Problem to solve →
From the records below, pick out and copy every line that contains the word "front". Case counts, so a capitalized form does not match.

══ Raw records

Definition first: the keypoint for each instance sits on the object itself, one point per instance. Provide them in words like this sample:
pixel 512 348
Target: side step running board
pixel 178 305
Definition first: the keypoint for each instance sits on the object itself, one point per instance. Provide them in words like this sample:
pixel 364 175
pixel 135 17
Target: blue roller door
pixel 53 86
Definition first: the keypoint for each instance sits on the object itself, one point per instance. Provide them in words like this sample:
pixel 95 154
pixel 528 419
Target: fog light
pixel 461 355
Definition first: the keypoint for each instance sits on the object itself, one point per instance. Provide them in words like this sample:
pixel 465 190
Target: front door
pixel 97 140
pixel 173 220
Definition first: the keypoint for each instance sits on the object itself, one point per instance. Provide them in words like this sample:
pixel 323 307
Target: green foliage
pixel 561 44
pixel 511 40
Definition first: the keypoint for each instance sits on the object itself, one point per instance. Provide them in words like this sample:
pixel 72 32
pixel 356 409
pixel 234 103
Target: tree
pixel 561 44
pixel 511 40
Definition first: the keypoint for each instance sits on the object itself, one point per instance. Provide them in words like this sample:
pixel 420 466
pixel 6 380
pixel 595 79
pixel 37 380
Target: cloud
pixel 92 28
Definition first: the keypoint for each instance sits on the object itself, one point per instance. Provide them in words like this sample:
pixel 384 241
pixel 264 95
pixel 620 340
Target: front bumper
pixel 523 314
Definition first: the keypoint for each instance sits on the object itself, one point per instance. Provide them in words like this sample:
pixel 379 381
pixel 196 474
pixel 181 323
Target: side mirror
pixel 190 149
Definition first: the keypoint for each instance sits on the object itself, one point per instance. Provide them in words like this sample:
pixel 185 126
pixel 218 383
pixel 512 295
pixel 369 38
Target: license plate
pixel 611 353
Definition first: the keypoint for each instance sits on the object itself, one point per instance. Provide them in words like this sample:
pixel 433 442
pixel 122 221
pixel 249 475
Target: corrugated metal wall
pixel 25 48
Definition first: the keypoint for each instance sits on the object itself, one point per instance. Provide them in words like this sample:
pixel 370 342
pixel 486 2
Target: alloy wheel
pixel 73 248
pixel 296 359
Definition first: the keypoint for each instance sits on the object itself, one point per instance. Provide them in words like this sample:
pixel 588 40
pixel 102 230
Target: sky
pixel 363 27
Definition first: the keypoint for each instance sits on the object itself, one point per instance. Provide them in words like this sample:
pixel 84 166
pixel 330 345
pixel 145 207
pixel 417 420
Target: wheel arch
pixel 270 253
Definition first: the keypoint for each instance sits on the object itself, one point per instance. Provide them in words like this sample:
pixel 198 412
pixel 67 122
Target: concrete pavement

════

Output for this task →
Target: front door
Target: front bumper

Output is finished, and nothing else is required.